What you will do -> Please rewrite the records as a Markdown table with two columns, Row and Record line, starting at the line that contains "the man's light" and ending at the line that contains "column 305, row 424", both included. Give only those lines, each with its row number, and leave out blank lines.

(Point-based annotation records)

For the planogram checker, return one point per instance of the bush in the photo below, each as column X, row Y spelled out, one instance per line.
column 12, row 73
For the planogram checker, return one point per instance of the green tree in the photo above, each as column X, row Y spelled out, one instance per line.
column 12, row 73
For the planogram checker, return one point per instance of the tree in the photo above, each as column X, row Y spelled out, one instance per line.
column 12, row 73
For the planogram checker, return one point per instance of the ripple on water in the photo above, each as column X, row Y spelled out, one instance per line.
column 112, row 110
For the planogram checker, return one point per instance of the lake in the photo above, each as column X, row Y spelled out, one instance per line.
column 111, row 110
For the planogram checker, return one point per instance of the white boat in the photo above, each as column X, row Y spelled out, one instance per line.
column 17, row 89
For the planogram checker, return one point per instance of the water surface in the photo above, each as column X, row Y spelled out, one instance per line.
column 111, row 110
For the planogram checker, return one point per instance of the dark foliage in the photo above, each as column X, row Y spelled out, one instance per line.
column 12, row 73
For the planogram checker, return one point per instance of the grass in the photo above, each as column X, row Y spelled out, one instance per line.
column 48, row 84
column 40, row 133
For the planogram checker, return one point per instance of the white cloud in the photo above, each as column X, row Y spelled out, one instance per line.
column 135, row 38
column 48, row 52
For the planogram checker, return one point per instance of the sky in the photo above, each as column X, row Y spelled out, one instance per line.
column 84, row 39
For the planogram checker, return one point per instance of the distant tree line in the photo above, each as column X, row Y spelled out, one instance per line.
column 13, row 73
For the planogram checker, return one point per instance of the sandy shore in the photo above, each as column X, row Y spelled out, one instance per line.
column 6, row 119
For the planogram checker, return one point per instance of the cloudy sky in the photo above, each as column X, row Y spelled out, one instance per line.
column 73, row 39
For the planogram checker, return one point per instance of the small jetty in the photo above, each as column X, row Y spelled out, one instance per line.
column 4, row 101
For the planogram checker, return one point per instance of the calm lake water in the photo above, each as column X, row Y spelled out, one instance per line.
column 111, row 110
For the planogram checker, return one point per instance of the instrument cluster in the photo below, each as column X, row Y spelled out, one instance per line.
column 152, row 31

--

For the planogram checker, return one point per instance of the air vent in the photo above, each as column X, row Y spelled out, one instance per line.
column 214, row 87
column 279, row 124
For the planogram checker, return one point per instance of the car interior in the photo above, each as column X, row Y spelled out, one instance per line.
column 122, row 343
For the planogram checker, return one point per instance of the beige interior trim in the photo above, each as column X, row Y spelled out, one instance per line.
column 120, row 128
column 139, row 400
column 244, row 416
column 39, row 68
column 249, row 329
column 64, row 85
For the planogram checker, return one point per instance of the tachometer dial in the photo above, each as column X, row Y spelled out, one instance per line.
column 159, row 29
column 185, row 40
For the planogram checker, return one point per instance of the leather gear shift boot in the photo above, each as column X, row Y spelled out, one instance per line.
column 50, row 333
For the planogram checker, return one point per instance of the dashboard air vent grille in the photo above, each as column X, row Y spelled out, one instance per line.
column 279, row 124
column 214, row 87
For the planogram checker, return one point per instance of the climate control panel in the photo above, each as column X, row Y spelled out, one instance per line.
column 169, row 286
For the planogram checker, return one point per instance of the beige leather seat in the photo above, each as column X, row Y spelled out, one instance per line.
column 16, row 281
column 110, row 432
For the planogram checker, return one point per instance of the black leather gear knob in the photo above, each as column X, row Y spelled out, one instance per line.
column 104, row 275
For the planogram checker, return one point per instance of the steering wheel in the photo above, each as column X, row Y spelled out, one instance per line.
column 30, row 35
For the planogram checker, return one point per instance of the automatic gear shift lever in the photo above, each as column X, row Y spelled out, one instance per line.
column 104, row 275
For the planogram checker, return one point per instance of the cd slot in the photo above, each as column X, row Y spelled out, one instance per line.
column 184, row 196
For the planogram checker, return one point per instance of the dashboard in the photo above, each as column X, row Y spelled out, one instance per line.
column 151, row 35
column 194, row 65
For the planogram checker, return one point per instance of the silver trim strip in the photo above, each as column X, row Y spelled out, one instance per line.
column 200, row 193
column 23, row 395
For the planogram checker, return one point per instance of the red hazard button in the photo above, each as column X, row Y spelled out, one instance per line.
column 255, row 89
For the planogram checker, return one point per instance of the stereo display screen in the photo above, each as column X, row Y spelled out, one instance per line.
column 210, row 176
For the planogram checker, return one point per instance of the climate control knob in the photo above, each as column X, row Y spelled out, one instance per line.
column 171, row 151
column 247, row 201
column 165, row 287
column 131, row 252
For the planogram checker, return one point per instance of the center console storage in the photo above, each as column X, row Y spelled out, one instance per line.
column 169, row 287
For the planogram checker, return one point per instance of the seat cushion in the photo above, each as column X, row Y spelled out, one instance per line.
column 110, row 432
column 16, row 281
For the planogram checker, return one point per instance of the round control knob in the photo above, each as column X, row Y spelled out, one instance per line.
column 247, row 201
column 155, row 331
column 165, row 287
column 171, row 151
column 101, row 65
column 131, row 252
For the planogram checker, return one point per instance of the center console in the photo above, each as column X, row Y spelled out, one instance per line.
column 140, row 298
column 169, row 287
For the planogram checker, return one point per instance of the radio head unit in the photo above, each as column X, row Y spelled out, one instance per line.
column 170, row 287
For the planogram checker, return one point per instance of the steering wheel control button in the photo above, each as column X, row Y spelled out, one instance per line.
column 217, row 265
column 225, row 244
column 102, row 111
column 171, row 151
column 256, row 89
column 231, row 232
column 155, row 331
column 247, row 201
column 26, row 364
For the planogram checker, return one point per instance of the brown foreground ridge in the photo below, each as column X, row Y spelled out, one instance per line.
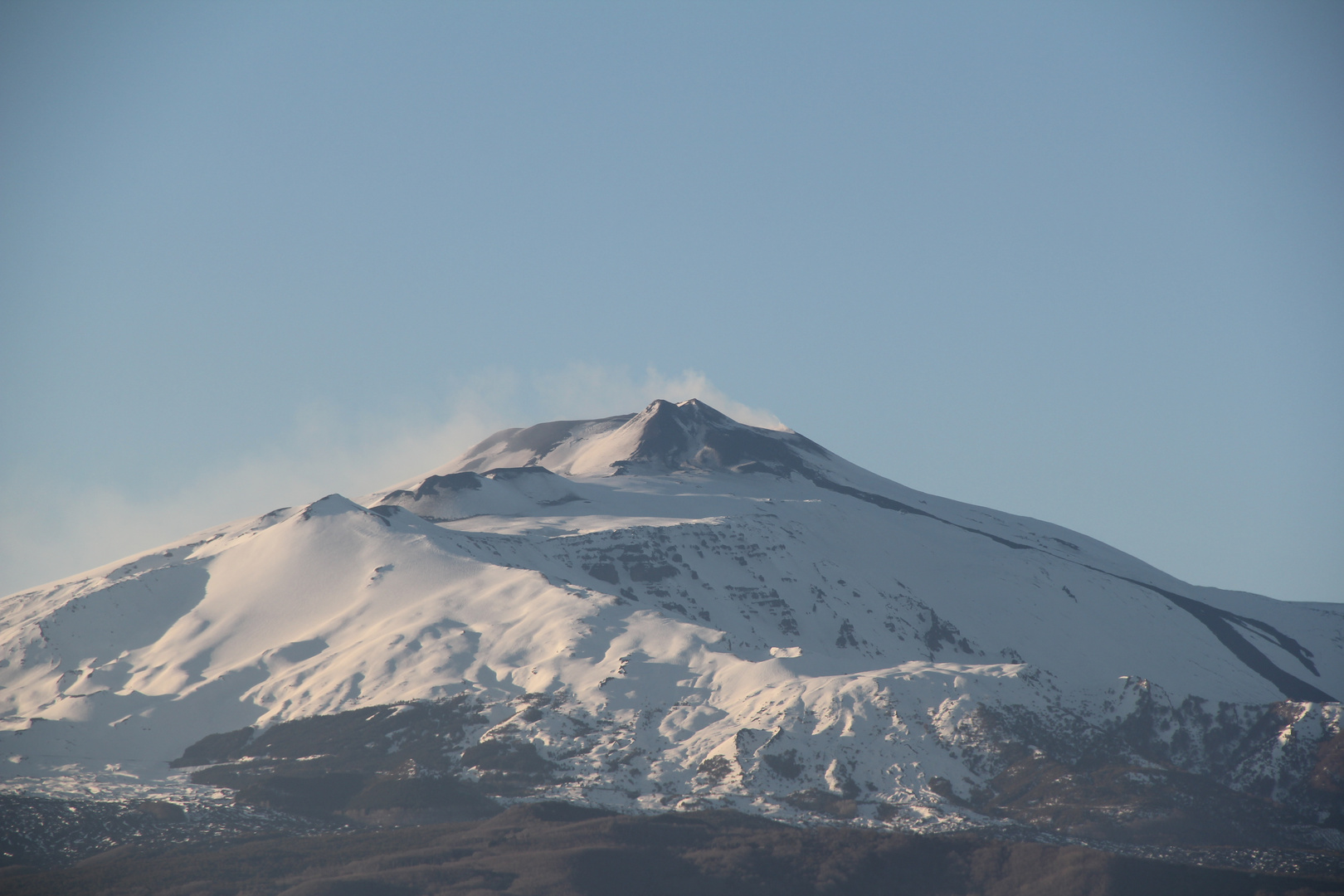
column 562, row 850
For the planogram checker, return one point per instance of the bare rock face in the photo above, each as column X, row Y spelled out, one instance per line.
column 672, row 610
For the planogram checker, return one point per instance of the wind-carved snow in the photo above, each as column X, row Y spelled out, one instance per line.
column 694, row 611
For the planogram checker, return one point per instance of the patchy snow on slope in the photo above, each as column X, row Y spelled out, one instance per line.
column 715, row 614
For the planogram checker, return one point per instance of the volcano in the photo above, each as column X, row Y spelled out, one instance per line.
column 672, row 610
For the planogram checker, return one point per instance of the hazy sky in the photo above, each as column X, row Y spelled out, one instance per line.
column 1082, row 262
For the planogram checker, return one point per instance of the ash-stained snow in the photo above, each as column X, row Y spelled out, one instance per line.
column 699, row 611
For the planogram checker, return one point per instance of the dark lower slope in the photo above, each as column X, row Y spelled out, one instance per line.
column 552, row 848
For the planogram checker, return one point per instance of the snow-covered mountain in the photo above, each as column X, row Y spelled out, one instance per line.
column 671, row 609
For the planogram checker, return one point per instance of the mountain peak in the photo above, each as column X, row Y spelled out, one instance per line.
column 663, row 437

==

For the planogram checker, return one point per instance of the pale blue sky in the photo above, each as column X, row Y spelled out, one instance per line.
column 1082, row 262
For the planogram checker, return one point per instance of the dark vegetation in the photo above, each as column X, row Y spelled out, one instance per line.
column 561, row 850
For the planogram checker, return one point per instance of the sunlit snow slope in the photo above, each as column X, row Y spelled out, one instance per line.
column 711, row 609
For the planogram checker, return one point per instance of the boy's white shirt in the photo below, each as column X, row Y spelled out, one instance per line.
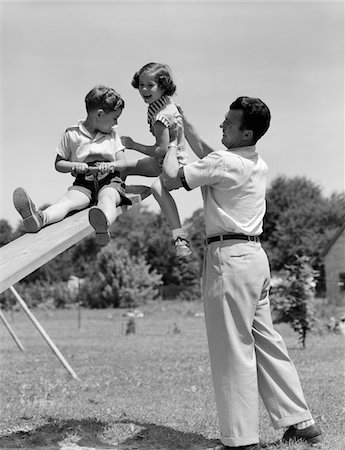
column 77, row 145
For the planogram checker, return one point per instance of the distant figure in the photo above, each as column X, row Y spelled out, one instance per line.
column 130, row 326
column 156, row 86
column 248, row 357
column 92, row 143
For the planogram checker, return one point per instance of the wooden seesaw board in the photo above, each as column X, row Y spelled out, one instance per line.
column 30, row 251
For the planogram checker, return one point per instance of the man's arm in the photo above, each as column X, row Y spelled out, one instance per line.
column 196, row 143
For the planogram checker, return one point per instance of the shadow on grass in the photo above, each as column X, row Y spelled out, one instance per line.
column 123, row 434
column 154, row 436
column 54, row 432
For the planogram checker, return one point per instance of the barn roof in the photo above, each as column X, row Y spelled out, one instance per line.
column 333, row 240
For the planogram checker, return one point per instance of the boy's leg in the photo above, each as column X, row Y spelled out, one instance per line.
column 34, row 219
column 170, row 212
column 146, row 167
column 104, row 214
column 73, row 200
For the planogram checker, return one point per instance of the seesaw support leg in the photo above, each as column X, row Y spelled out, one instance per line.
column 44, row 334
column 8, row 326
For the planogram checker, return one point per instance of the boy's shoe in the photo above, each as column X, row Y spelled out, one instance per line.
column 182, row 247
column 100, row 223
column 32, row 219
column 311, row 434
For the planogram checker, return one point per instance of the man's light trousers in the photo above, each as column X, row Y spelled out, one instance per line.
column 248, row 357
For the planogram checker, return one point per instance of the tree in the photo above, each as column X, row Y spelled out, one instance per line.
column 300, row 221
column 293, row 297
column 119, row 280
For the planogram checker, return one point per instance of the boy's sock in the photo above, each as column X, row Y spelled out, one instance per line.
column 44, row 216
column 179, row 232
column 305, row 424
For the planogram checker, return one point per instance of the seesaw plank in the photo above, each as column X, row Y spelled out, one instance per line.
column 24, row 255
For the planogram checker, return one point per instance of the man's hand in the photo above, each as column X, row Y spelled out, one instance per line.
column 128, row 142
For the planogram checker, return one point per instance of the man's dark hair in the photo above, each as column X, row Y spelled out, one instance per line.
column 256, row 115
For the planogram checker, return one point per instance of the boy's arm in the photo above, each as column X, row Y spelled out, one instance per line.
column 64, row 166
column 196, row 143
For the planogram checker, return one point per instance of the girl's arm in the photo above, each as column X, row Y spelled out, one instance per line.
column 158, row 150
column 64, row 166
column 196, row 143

Correct response ->
| Row | Record line |
|---|---|
| 1 | For the planogram checker, return one point per instance of the man's light trousers in the photo above, each as column X, row Y spelled out, one instance per line. |
| 2 | column 248, row 357 |
| 3 | For the planogram checker, return one point per instance of the tree in the photo above, each as column X, row Y spelled out, one instance per line. |
| 4 | column 300, row 221 |
| 5 | column 293, row 297 |
| 6 | column 119, row 280 |
| 7 | For the planogram checker, return one point per instance of the boy's sock in the photo above, each as column X, row Y spelled out, one instance per line. |
| 8 | column 44, row 216 |
| 9 | column 179, row 232 |
| 10 | column 305, row 424 |